(begin)

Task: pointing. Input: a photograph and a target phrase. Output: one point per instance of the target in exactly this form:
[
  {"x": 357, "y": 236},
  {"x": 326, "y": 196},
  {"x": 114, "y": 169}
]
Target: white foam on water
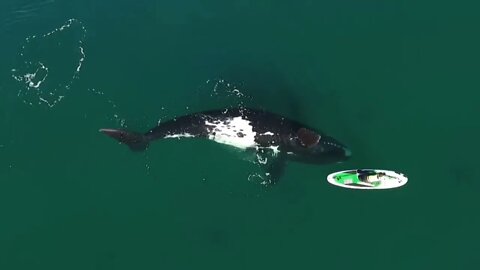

(end)

Task description: Copy out the material above word for word, leaving out the picture.

Output of the exercise:
Task: pointing. Input: a photograph and a target phrase. Output: one point per instance of the target in exactly this form:
[
  {"x": 357, "y": 236},
  {"x": 326, "y": 196},
  {"x": 114, "y": 169}
]
Target: white foam on water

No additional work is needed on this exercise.